**Directive:** Substitute "key" for every occurrence of "button" in the data below, leaving everything else as it stands and omitting the pictures from your answer.

Extracted data entries
---------------

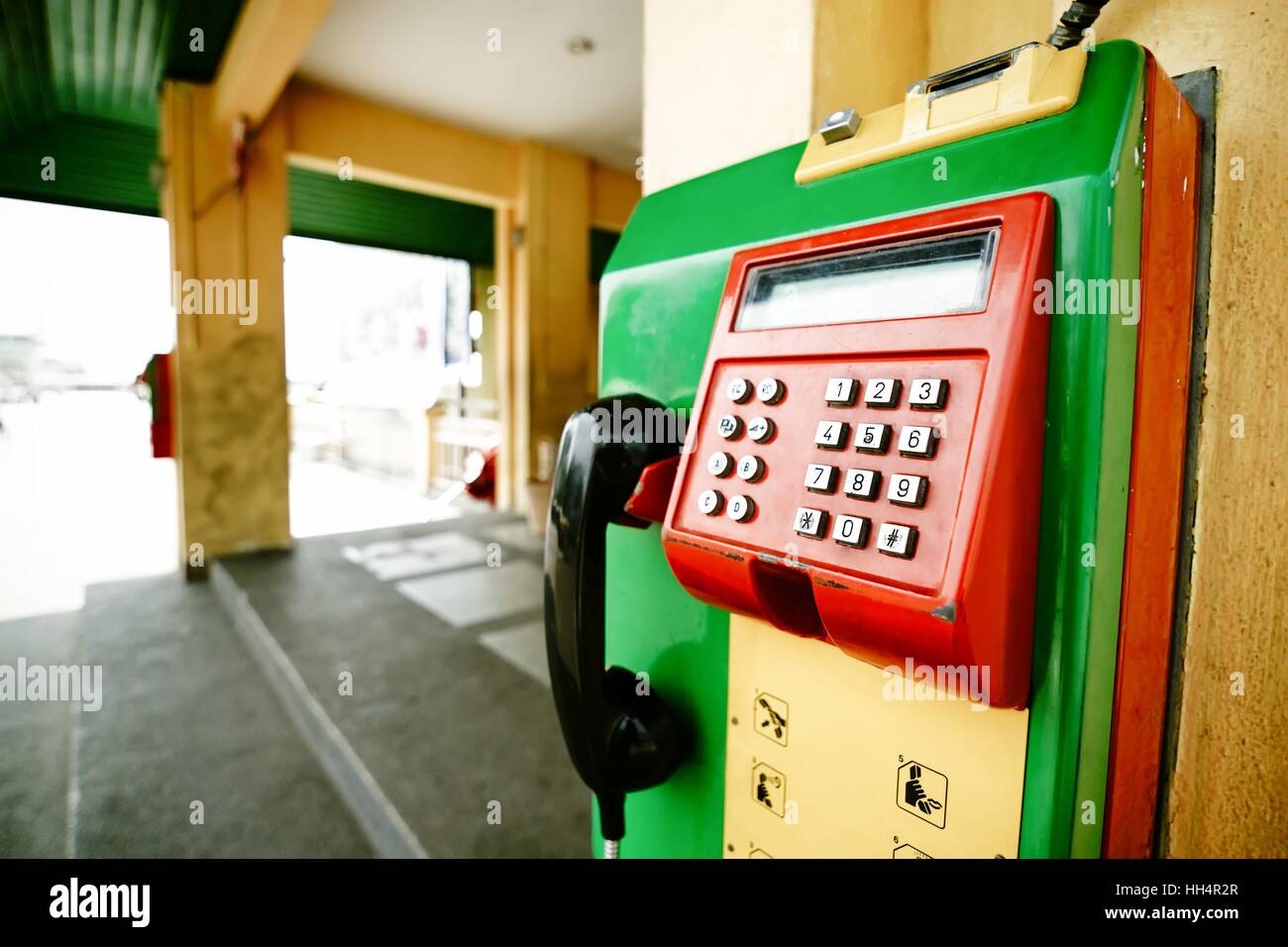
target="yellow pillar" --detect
[511,142,599,509]
[161,82,291,575]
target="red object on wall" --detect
[145,352,174,458]
[1103,54,1201,858]
[664,193,1055,707]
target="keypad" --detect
[863,377,903,407]
[899,424,939,458]
[756,377,787,404]
[738,454,765,483]
[823,377,859,407]
[844,468,881,500]
[707,451,733,476]
[909,377,948,411]
[805,464,836,493]
[728,493,756,523]
[716,415,742,441]
[793,506,827,540]
[832,513,872,549]
[877,523,917,559]
[696,361,973,567]
[814,421,850,451]
[747,417,774,445]
[886,474,930,507]
[725,377,751,404]
[854,421,890,454]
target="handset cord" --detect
[1047,0,1109,49]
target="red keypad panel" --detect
[675,355,987,592]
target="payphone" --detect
[546,35,1198,858]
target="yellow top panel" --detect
[796,43,1087,184]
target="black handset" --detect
[545,394,684,856]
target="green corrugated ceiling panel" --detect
[0,117,160,214]
[290,167,493,266]
[0,0,242,141]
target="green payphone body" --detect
[548,42,1198,857]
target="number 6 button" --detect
[899,424,939,458]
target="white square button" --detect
[877,523,917,559]
[899,424,939,458]
[909,377,948,411]
[845,469,881,500]
[886,474,930,506]
[823,377,859,407]
[863,377,903,407]
[793,506,827,539]
[814,421,850,451]
[854,424,890,454]
[832,513,872,549]
[805,464,836,493]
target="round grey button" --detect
[738,454,765,483]
[716,415,742,441]
[729,493,756,523]
[747,417,774,445]
[756,377,787,404]
[725,377,751,404]
[707,451,733,476]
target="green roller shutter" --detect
[290,167,494,266]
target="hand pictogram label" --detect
[896,760,948,828]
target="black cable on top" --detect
[1047,0,1109,49]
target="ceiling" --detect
[0,0,241,142]
[299,0,643,170]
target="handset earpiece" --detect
[545,394,684,856]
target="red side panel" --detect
[1104,55,1199,858]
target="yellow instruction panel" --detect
[724,614,1029,858]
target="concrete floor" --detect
[0,514,590,857]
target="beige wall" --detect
[644,0,1288,856]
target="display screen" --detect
[734,227,999,330]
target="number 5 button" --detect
[899,424,939,458]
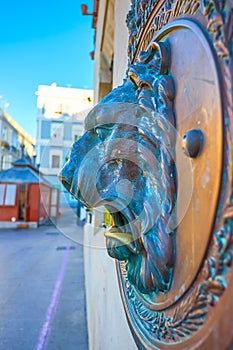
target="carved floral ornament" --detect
[59,0,233,349]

---------------

**Solution to this exercise:**
target="yellow pillar" --detect
[511,142,599,509]
[161,82,291,575]
target="red object on wall" --detect
[145,352,174,458]
[1103,54,1201,858]
[664,193,1055,707]
target="keypad" --detect
[863,377,903,407]
[899,424,939,458]
[756,377,787,404]
[738,454,765,483]
[823,377,859,407]
[844,468,881,500]
[707,451,733,476]
[909,377,948,411]
[805,464,836,493]
[728,493,756,523]
[716,415,742,441]
[793,506,827,540]
[832,513,872,549]
[877,523,917,559]
[696,361,973,567]
[814,421,850,451]
[747,417,774,445]
[886,474,930,507]
[725,377,751,404]
[854,421,890,454]
target="handset cord" --detect
[1047,0,1109,49]
target="red keypad panel" --detect
[675,355,987,592]
target="payphone" --detect
[546,35,1198,858]
target="yellow top panel" --detect
[796,43,1087,184]
target="black handset" --detect
[545,394,684,856]
target="green corrugated ceiling panel" --detect
[0,117,160,214]
[290,167,493,266]
[0,0,242,141]
target="green payphone body" --detect
[548,42,1198,857]
target="number 6 key" --detect
[899,424,939,458]
target="white square key" --detect
[877,523,917,559]
[899,424,939,458]
[909,377,948,411]
[845,469,881,500]
[886,474,930,506]
[823,377,859,407]
[863,377,903,407]
[793,506,827,539]
[814,421,850,451]
[854,424,890,454]
[832,513,872,549]
[805,464,836,493]
target="round grey key" --detect
[738,454,765,483]
[716,415,742,441]
[729,493,756,523]
[747,417,774,445]
[756,377,787,404]
[725,377,751,404]
[707,451,733,476]
target="green roller shutter" --detect
[290,167,494,266]
target="hand pictogram label" --detect
[896,760,948,828]
target="black cable on top" --detect
[1047,0,1109,49]
target="ceiling" --detect
[0,0,241,142]
[299,0,643,170]
target="handset earpiece" --detect
[545,394,684,856]
target="red side panel" --detect
[1104,55,1199,858]
target="yellow instruction panel" --detect
[724,614,1029,858]
target="concrete floor" --detect
[0,514,590,857]
target="beige wall" --detect
[644,0,1288,856]
target="display screen" --detect
[734,227,999,330]
target="number 5 key" --detect
[899,424,939,458]
target="carved floral ornament" --detect
[59,0,233,349]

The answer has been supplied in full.